Count the lines of the records below that contain the string "tracery", and reply with only that number.

**Data to process**.
++++++

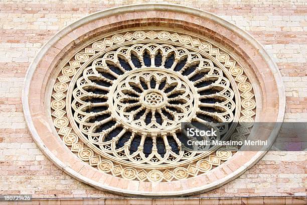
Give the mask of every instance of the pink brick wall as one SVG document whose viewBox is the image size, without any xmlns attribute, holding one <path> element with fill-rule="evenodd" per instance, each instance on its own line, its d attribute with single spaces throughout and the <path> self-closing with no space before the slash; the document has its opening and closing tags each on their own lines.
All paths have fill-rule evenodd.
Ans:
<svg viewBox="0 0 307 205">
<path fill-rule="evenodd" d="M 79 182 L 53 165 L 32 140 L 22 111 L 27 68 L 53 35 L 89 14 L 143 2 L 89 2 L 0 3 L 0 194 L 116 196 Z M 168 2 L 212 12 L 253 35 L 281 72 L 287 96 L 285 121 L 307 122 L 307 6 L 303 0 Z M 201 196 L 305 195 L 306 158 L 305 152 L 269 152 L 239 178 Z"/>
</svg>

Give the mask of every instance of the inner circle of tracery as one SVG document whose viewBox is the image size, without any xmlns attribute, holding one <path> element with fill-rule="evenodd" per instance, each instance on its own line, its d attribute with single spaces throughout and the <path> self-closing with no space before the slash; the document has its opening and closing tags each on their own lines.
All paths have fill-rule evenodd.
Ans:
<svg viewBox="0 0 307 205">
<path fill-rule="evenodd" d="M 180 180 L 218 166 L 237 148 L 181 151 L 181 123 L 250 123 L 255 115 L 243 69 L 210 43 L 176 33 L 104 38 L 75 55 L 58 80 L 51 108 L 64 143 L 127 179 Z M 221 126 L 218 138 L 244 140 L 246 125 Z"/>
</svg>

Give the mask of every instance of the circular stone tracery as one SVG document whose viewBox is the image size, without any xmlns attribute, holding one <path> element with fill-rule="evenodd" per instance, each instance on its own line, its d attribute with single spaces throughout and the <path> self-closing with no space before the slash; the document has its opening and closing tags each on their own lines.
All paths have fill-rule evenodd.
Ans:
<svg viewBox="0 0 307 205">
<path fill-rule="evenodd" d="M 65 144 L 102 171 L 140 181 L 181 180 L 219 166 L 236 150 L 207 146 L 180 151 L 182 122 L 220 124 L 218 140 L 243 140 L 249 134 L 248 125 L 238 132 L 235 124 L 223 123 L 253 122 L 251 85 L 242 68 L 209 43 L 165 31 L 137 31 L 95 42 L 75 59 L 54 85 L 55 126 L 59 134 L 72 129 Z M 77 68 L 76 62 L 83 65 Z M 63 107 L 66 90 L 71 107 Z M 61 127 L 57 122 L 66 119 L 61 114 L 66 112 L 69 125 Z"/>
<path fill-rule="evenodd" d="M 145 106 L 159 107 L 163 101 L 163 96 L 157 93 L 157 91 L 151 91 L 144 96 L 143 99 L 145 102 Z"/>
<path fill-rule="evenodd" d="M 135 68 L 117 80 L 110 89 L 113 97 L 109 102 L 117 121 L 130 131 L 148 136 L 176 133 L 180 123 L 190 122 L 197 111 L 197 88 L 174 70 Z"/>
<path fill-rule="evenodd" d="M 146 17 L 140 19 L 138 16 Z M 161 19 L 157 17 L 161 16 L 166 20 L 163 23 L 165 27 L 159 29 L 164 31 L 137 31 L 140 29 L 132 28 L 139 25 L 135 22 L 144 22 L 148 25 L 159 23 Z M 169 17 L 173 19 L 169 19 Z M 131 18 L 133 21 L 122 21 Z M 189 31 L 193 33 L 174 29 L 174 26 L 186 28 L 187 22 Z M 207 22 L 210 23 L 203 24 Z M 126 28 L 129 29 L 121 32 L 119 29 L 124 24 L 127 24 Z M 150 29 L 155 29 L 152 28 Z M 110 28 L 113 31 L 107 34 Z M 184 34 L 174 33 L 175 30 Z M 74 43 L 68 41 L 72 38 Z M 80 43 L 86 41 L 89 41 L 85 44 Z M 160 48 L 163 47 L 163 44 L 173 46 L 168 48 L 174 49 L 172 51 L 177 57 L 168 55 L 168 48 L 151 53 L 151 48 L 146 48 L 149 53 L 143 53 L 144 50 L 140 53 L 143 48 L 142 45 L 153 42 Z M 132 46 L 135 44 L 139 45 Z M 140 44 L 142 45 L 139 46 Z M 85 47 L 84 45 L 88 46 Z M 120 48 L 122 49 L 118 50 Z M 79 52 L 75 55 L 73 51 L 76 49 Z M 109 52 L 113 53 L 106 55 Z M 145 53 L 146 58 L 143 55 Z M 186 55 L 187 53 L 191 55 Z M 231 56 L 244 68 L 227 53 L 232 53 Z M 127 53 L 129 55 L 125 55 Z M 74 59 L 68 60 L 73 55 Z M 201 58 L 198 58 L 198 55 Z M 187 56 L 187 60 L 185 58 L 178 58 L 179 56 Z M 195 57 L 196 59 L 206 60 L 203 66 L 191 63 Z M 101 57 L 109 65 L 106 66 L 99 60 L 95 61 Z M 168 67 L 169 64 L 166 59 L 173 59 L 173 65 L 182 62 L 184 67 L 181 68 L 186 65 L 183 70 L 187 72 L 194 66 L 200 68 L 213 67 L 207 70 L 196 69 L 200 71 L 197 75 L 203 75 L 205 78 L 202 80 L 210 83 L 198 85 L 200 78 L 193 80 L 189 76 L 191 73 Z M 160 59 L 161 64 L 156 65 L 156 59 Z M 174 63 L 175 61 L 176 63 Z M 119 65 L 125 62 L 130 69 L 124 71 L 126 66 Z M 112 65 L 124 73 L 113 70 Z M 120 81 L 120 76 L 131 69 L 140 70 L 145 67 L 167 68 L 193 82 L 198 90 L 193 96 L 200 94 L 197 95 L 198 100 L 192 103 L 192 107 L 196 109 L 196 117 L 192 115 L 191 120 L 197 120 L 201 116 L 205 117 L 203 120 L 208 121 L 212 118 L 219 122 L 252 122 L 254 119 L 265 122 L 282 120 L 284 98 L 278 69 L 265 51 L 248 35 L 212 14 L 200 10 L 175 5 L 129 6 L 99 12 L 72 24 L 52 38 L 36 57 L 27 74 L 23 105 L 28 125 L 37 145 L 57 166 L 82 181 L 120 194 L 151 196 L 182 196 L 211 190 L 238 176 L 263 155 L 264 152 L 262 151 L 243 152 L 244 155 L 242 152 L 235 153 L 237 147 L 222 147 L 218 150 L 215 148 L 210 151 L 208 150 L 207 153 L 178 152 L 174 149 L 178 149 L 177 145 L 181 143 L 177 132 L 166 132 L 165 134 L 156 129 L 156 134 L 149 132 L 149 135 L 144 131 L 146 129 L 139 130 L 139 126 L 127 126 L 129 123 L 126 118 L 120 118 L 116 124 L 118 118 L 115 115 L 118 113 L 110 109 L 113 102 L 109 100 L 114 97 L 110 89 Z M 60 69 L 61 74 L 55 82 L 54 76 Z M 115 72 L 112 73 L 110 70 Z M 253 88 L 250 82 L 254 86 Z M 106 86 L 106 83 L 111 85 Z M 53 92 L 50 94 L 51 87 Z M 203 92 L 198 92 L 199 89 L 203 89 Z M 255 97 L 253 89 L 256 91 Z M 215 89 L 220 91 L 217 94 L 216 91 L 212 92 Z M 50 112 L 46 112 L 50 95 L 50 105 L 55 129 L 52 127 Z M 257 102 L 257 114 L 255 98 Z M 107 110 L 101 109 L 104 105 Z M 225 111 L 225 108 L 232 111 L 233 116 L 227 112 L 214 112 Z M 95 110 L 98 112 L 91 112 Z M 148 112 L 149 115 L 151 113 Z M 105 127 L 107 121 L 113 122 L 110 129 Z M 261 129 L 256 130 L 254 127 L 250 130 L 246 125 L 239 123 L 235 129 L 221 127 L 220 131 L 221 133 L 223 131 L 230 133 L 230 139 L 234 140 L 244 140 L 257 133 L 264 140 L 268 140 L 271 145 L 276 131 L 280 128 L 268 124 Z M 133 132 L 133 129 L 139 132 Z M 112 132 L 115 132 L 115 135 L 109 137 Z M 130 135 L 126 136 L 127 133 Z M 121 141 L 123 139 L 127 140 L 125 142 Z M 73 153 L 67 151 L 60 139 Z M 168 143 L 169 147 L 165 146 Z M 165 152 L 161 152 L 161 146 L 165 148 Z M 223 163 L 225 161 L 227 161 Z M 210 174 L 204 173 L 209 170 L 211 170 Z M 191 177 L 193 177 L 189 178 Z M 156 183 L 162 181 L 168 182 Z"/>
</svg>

++++++

**Output of the task**.
2